Source data →

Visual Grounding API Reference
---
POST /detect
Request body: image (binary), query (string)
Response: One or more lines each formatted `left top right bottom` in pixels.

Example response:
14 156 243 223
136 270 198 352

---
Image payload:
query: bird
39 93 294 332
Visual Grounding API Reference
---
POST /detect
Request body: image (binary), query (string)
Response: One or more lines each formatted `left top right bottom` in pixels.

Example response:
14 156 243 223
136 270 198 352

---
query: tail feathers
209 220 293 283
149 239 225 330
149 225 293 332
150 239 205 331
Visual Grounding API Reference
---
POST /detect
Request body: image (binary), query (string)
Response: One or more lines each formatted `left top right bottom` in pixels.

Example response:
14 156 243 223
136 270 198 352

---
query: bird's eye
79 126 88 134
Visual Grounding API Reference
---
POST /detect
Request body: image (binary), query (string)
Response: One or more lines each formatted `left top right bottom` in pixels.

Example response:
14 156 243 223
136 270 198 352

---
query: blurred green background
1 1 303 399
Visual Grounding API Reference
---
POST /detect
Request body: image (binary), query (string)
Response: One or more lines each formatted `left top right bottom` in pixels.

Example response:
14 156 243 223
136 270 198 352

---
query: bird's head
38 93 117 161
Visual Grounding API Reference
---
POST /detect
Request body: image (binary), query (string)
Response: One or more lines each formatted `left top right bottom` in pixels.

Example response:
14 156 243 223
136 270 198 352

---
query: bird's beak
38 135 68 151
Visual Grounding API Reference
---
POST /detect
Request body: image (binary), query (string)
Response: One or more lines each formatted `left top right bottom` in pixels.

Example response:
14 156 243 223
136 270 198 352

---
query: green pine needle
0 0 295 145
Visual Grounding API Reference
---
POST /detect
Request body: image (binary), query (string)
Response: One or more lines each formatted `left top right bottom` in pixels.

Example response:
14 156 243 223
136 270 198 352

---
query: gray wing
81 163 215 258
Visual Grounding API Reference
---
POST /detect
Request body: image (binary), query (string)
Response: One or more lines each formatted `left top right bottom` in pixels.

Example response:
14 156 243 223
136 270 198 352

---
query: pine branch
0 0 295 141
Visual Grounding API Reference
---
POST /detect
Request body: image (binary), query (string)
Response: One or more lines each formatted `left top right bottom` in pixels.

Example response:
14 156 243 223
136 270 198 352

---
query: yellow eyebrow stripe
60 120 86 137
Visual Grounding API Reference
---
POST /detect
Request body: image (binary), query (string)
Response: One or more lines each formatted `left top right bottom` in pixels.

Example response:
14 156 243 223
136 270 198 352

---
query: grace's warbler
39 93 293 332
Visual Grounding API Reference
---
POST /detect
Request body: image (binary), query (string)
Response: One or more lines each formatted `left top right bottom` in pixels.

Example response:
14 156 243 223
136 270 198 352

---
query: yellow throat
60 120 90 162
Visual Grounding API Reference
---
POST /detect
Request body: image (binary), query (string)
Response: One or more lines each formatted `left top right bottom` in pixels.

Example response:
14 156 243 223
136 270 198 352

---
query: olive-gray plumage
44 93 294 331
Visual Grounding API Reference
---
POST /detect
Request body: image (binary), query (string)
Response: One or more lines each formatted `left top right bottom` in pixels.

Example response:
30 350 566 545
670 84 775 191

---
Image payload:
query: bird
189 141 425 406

What needs to be done → All the records above must be transcribed without a single change to any word.

Response →
Visual Grounding API Reference
---
POST /detect
Request body: image (binary), query (string)
Response: One or more lines each formatted `left top right bottom` in pixels.

Example response:
14 156 243 223
136 270 198 352

---
Image payload:
query: bird
39 93 294 332
Visual Grounding API Reference
---
POST /detect
Request body: image (binary), query (string)
Response: One or more lines each formatted `left top right bottom` in pixels.

Example response:
14 156 243 223
136 270 198 352

---
query: tail feathers
209 220 293 283
149 239 225 330
149 225 293 332
150 239 205 331
Visual Grounding API Reference
---
POST /detect
Request body: image (binary), query (string)
Response: One or more lines each formatted `left top right bottom` in pixels.

Example response:
14 156 243 223
136 270 198 352

---
query: bird's eye
79 126 88 134
Visual Grounding API Reference
---
POST /detect
Request body: image (binary), query (string)
Response: One or more lines each formatted `left top right bottom` in pixels.

Example response:
14 156 243 223
136 270 198 352

---
query: blurred green background
1 1 303 399
Visual Grounding API Reference
---
POST /detect
Request body: image (binary), query (string)
Response: One or more lines each formatted `left top right bottom` in pixels.

Example response:
14 156 243 223
136 270 198 352

---
query: bird's head
38 93 117 161
Visual Grounding API Reference
---
POST /detect
Request body: image (binary), query (string)
Response: One or more lines each formatted `left top right bottom` in pixels.

Example response:
14 156 243 223
136 270 198 352

---
query: bird's beak
38 135 68 151
Visual Grounding API Reference
---
POST /detect
Request body: image (binary), query (string)
Response: One or more lines each formatted `left top right bottom` in pixels.

Example response:
14 156 243 223
136 270 198 352

---
query: green pine needle
0 0 295 145
Visual Grounding API Reference
---
POST /detect
Request body: image (binary), query (string)
Response: One or more lines each formatted `left top right bottom` in pixels.

Example response:
14 156 243 223
136 270 198 352

---
query: gray wing
81 163 215 258
Visual Grounding API Reference
---
POST /detect
Request body: image (binary), query (string)
Response: One or more lines each formatted `left top right bottom` in pixels.

Example response:
14 156 243 223
136 270 198 352

---
query: pine branch
0 0 295 141
Visual Grounding API Reference
---
POST /detect
Request body: image (binary), query (string)
Response: One or more lines each formatted `left top right bottom` in pixels.

Example response:
14 156 243 223
136 270 198 352

---
query: yellow eyebrow stripe
60 120 86 137
Visual Grounding API Reference
---
POST /detect
Request body: image (binary), query (string)
Response: One or more lines each formatted `left top right bottom` in pixels.

Example response:
14 156 243 223
136 270 198 352

---
query: grace's warbler
39 93 293 332
Visual Grounding API Reference
---
POST /detect
Request body: image (binary), query (string)
Response: One or more lines each formatted `left top right bottom` in pixels.

Example response:
14 156 243 223
136 270 198 352

---
query: yellow throat
60 120 90 162
Visual Grounding API Reference
---
POST /detect
Request body: image (binary), query (string)
Response: One or more lines each formatted `left top right bottom` in pixels.

Example response:
14 156 243 223
136 270 198 352

---
query: olive-gray plumage
44 93 294 331
Visual Grounding API Reference
---
POST /detect
Request body: image (binary), query (string)
Response: One or more lines each formatted `left top right bottom` in pixels.

Example response:
30 350 566 545
670 84 775 191

---
Image payload:
query: bird
189 141 425 406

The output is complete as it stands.